TÂCHE À FAIRE 1: Recopiez le passage du commentaire de marché compris entre « Aujourd'hui, nous constatons » et « leur pondération neutre. », ces deux bornes incluses.
TÂCHE À FAIRE 2: D'après le commentaire de marché, pourquoi une légère sous-pondération a-t-elle été intégrée au positionnement en actions ? Répondez, s'il vous plaît, en une à trois phrases.
TÂCHE À FAIRE 3:
Indiquez si chacune des affirmations suivantes concorde avec le commentaire de marché, en répondant par oui ou non et en citant mot pour mot les termes qui tranchent.
(a) Le commentaire affirme qu'une invasion à grande échelle de l'Ukraine par la Russie était attendue.
(b) La réaction des marchés boursiers y est décrite comme dramatique.
(c) Les taux d'intérêt à long terme ont baissé depuis l'invasion.

BLOC DE TEXTE:
·····

Nous ne prétendons bien sûr pas que nous nous attendions à ce que la Russie lance une invasion à grande échelle de l'Ukraine. Ce que nous pensions, c'est qu'il y avait un risque que le conflit s'intensifie davantage, que cela exerce une pression supplémentaire sur les prix de l'énergie, une pression à la hausse sur l'inflation et une pression à la baisse sur la croissance économique. D'où la décision de se positionner de manière neutre à ce moment-là.

Aujourd'hui, nous constatons que le conflit s'est considérablement aggravé et que les prix de l'énergie augmentent fortement. Dans le même temps cependant, la réaction des marchés boursiers n'est pas dramatique. Probablement parce qu'on tient moins compte aujourd'hui d'un excès de hausse des taux d'intérêt par les banques centrales et que l’on pressent une plus grande probabilité d'investissements massifs des autorités publiques.

À court terme, nous voyons plutôt des risques pour les actions en cas de nouvelles plus négatives du conflit qu’en cas de gains boursiers importants. Mais la situation actuelle reste très difficile à prévoir. C'est pourquoi nous avons maintenant intégré une légère sous-pondération à notre positionnement en actions. Tous les fonds essentiels ont désormais une pondération en actions inférieure de 1,5 % à leur pondération neutre.

Obligations

Sur le marché obligataire, on peut dire que l'invasion de la Russie a provoqué une rupture de tendance. Ces derniers mois, nous avons vu les taux d'intérêt à long terme en Europe et aux États-Unis augmenter lentement. En raison de la fuite des investisseurs vers les obligations d'État sûres, et des attentes ajustées de hausse des taux d'intérêt par les banques centrales dont nous avons discuté plus haut, nous avons constaté une baisse des taux d'intérêt à long terme depuis l'invasion.

·····

DONNÉES BRUTES:
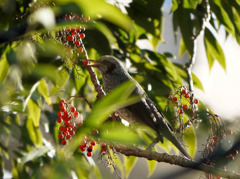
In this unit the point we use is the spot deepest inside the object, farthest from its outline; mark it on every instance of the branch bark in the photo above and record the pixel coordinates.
(177, 160)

·····

RÉSULTAT ATTENDU 1:
Aujourd'hui, nous constatons que le conflit s'est considérablement aggravé et que les prix de l'énergie augmentent fortement. Dans le même temps cependant, la réaction des marchés boursiers n'est pas dramatique. Probablement parce qu'on tient moins compte aujourd'hui d'un excès de hausse des taux d'intérêt par les banques centrales et que l’on pressent une plus grande probabilité d'investissements massifs des autorités publiques.

À court terme, nous voyons plutôt des risques pour les actions en cas de nouvelles plus négatives du conflit qu’en cas de gains boursiers importants. Mais la situation actuelle reste très difficile à prévoir. C'est pourquoi nous avons maintenant intégré une légère sous-pondération à notre positionnement en actions. Tous les fonds essentiels ont désormais une pondération en actions inférieure de 1,5 % à leur pondération neutre.

RÉSULTAT ATTENDU 2: À court terme, le commentaire voit davantage de risques pour les actions en cas de nouvelles plus négatives du conflit que de chances de gains boursiers importants. De plus, la situation actuelle reste très difficile à prévoir. Tous les fonds essentiels ont donc désormais une pondération en actions inférieure de 1,5 % à leur pondération neutre.

RÉSULTAT ATTENDU 3:
(a) Non : « Nous ne prétendons bien sûr pas que nous nous attendions à ce que la Russie lance une invasion à grande échelle de l'Ukraine. »
(b) Non : « la réaction des marchés boursiers n'est pas dramatique »
(c) Oui : « nous avons constaté une baisse des taux d'intérêt à long terme depuis l'invasion »